__Exercise prompt__. Reproduce each of the lines below word for word, without changing anything.

# Data shown start

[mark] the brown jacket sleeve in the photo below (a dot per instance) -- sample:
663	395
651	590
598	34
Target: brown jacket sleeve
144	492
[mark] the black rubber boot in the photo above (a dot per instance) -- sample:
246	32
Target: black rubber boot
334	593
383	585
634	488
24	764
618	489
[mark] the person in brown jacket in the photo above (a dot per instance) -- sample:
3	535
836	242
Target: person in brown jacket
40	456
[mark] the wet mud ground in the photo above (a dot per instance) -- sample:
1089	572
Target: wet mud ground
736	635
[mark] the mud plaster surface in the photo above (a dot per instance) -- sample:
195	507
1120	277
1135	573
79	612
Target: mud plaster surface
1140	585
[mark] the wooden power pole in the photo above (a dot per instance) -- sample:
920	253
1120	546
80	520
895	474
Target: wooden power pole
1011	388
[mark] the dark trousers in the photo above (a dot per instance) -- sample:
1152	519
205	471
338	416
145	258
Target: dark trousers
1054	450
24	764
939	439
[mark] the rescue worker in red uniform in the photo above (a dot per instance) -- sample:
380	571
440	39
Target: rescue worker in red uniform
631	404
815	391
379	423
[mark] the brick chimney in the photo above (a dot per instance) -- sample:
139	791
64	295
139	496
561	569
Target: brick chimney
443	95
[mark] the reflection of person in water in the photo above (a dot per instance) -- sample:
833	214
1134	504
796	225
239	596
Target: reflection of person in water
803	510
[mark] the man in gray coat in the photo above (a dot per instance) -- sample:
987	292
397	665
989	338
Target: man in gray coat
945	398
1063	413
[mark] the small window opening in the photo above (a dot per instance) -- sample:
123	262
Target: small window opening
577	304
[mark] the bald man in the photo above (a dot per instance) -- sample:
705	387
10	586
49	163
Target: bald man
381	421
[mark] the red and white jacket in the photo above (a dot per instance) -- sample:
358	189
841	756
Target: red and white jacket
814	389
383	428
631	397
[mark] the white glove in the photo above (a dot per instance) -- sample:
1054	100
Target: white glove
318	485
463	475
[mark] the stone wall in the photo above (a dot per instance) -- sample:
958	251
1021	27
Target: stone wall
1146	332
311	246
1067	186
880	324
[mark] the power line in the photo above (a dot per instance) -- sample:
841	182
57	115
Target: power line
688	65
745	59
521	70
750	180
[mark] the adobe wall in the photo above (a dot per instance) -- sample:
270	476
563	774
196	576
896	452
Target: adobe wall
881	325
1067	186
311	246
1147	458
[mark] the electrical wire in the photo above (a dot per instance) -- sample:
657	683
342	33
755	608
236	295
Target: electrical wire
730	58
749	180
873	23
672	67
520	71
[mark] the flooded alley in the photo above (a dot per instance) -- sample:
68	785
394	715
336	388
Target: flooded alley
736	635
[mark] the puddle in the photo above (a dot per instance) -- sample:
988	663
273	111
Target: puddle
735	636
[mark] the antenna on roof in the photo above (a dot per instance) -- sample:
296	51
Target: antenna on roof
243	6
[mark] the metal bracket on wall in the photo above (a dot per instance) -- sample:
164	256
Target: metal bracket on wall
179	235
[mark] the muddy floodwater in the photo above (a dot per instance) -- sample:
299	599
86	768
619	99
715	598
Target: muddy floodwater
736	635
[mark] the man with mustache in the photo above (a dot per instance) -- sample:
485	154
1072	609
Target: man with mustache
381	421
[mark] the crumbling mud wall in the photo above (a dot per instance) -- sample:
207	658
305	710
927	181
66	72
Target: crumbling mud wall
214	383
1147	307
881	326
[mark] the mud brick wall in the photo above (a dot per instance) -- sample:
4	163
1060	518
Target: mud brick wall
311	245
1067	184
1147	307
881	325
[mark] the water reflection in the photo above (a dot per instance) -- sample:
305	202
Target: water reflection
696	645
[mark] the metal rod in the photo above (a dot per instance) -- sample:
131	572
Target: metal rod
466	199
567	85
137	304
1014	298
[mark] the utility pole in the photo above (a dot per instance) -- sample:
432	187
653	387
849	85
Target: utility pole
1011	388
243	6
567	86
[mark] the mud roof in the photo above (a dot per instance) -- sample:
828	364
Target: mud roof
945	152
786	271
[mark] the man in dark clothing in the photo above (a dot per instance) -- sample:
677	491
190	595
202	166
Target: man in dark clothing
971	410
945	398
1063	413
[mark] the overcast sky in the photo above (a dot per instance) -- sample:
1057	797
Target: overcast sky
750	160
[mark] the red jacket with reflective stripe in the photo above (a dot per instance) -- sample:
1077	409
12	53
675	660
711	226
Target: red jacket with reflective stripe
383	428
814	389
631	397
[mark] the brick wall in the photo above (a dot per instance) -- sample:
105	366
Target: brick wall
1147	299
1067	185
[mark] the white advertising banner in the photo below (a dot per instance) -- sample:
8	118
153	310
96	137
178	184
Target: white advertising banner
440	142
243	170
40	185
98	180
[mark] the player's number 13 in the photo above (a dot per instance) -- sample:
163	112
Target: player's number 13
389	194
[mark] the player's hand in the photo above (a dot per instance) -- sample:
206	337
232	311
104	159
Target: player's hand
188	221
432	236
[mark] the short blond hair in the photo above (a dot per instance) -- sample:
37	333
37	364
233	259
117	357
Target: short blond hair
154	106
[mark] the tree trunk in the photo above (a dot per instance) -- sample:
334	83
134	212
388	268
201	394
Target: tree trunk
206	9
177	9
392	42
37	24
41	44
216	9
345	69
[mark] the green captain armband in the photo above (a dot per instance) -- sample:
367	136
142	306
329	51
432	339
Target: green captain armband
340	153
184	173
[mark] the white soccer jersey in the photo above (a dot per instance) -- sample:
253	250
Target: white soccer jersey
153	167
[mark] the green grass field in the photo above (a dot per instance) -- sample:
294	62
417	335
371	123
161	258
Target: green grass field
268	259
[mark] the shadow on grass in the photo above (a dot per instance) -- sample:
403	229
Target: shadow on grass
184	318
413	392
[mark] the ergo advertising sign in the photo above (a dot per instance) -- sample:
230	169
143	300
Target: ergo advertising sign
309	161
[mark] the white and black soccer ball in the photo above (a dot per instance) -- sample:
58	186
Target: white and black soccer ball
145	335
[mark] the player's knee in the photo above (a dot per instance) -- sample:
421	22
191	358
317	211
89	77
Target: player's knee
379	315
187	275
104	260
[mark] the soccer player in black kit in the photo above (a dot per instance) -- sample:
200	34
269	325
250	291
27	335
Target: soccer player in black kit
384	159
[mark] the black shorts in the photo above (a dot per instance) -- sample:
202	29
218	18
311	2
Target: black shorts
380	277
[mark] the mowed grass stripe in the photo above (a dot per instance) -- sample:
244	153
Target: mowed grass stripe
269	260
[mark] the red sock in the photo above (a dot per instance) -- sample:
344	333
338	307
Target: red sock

# Data shown end

__Output of the task__.
[mark] the brown jacket sleeve in the photo below (a dot per instance) -- sample:
663	395
651	590
598	34
Target: brown jacket sleeve
144	492
[mark] the black rubber boot in the photo above (a dot per instance) -- sample:
246	32
Target: black rubber boot
334	593
383	585
634	488
24	764
618	489
[mark] the person in brown jacket in the photo above (a dot per instance) -- sample:
3	535
836	242
Target: person in brown jacket
40	456
[mark] the wet mud ground in the photo above (a dot per instance) -- sample:
1089	572
Target: wet mud ground
736	635
[mark] the mud plaster surface in the photo above (a dot per instance) -- sample:
195	507
1120	277
1135	573
79	612
Target: mud plaster surface
1140	585
[mark] the wooden power pole in the photo above (a dot per instance) -- sample:
920	253
1120	546
80	520
895	474
Target: wooden power pole
1011	388
[mark] the dark trousers in the photo above (a dot per instance) -- sample:
1152	519
205	471
338	416
145	258
Target: dark trousers
1054	450
24	764
939	439
[mark] the rescue worker in red uniform in the photo above (a dot per instance) -- sample:
380	571
440	39
Target: rescue worker in red uniform
631	404
815	391
379	423
[mark] the brick chimney in the photo above (a dot per instance) -- sample:
139	791
64	295
139	496
561	569
Target: brick chimney
443	95
[mark] the reflection of person in water in the photo above (a dot per instance) -- sample:
833	214
1134	504
796	225
239	596
Target: reflection of person in water
803	510
[mark] the man in gray coat in the photo above (a dot per instance) -- sample:
987	292
397	665
989	338
Target: man in gray coat
945	398
1063	413
[mark] the small window opening in the photo above (a dot per instance) -- sample:
123	262
Target: small window opening
577	304
[mark] the bald man in the photo above (a dot per instance) -- sample:
705	387
10	586
49	163
Target: bald man
381	421
[mark] the red and white jacket in the photo above (a dot per instance) -- sample:
358	189
841	756
Target: red and white jacket
814	389
383	428
631	397
[mark] the white glove in the photo above (a dot per instance) -- sample:
1054	100
Target: white glove
318	485
463	475
[mark] the stone wall in the photo above (a dot per instance) -- sample:
958	251
1021	27
Target: stone wall
1146	332
311	246
1067	186
880	324
[mark] the power line in the photo above (a dot per instance) -- sample:
841	182
57	115
Target: power line
688	65
745	59
521	70
750	180
[mark] the adobe wall in the photo above (a dot per instance) -- sample:
270	476
563	774
196	576
896	452
Target: adobe wall
881	325
1067	186
311	246
1147	458
[mark] the electrical wire in the photo above (a dot per instance) -- sample:
657	683
342	33
755	608
236	295
Target: electrical wire
730	58
749	180
873	23
672	67
520	71
[mark] the flooded alley in the photo above (a dot per instance) -- sample:
68	785
394	715
336	388
Target: flooded alley
736	635
[mark] the puddle in the photo above (a dot per instance) -- sample:
988	663
273	111
Target: puddle
735	636
[mark] the antenna on roof in the photo above (a dot per instance) -- sample:
296	51
Target: antenna on roof
243	6
[mark] the metal bracket on wall in the photo above (a dot per instance) -- sample:
164	256
Target: metal bracket on wall
179	235
[mark] the muddy floodwater in the photo above (a dot per instance) -- sample:
299	599
86	768
619	99
715	598
Target: muddy floodwater
736	635
[mark] the man with mustache in the photo above (a dot per instance) -- sample:
485	154
1072	609
Target: man with mustache
381	421
[mark] the crumbling mud wall in the photo above (a dot per instance) -- sample:
207	658
305	710
927	181
66	72
Target: crumbling mud wall
214	383
1147	307
881	326
[mark] the mud brick wall in the photo above (a dot per instance) -- sample:
4	163
1060	518
Target: mud brick wall
311	245
1067	184
1147	307
881	325
[mark] the water reflection in the photo above (a dot per instance) -- sample:
305	202
Target: water reflection
696	645
[mark] the metal rod in the photo above (a dot per instance) -- sample:
131	572
Target: metal rod
466	199
567	85
137	304
1014	298
[mark] the utility pole in the photo above (a dot per instance) -- sample:
432	187
653	387
849	85
Target: utility pole
1011	388
243	6
567	86
[mark] the mud roof in the photo above (a dot per instance) -- sample:
828	364
Target: mud roof
945	152
786	271
[mark] the man in dark clothing in the photo above (a dot per instance) -- sample:
677	491
190	595
202	166
Target: man in dark clothing
971	410
945	398
1063	413
[mark] the overcast sky in the photo above (a dot per instance) -- sample:
1057	797
Target: overcast sky
750	160
[mark] the red jacket with reflective stripe in the photo above (a dot per instance) -- sample:
1077	409
12	53
675	660
711	226
Target: red jacket with reflective stripe
383	428
814	389
631	397
[mark] the brick wall in the photo above (a dot per instance) -- sample:
105	366
Target: brick wall
1147	299
1067	185
[mark] the white advertising banner in the photo below (a dot per instance) -- sample:
8	118
153	310
96	137
178	184
Target: white advertising banner
440	142
243	170
40	185
98	180
[mark] the player's number 13 in the photo above (a dot per instance) -- sample:
163	112
Target: player's number 13
389	194
[mark] the player's hand in the photo above (a dot per instance) -- sample:
206	337
232	311
104	159
Target: player's hand
188	221
432	236
[mark] the short blond hair in the photo above (a dot per instance) -- sample:
37	333
37	364
233	259
117	357
Target: short blond hair
154	106
[mark] the tree trunk in the photo above (a dot per instance) -- sample:
334	83
134	212
388	268
201	394
Target: tree trunk
206	9
177	9
392	42
37	24
41	44
216	9
345	69
[mark] the green captain armband in the photo above (a dot per instance) -- sample:
367	136
142	306
329	51
432	339
Target: green captain armband
340	153
184	173
[mark] the white soccer jersey in the photo above (a dot per instance) -- sample:
253	250
Target: white soccer jersey
153	167
[mark] the green grass field in the photo above (a dot per instance) -- sample:
294	62
417	335
371	123
161	258
Target: green grass field
268	259
[mark] the shadow on grass in the photo above (a dot per instance) -- sample:
403	229
Target: shadow on grass
184	318
413	392
[mark] the ergo advertising sign in the photo above (a dot per instance) -- sample:
230	169
143	300
Target: ergo advertising sign
309	161
[mark] the white and black soccer ball in the photo above (a dot per instance) -- sample:
58	186
Target: white and black soccer ball
145	335
[mark] the player's knee in the photo above (a dot per instance) -- sample:
421	22
191	358
317	211
89	77
Target: player's knee
379	315
187	275
104	260
[mark] the soccer player in black kit in the photo above (a dot per instance) -- sample:
200	34
269	325
250	291
27	335
Target: soccer player in black kit
384	159
[mark] the black shorts in the photo above (a dot per instance) -- sample:
202	29
218	18
311	2
Target: black shorts
380	277
[mark] the mowed grass stripe in the photo above (a dot per instance) -- sample:
244	153
Target: mowed grass stripe
269	260
[mark] the red sock in the photo above (a dot per instance) -- sample:
344	333
338	307
Target: red sock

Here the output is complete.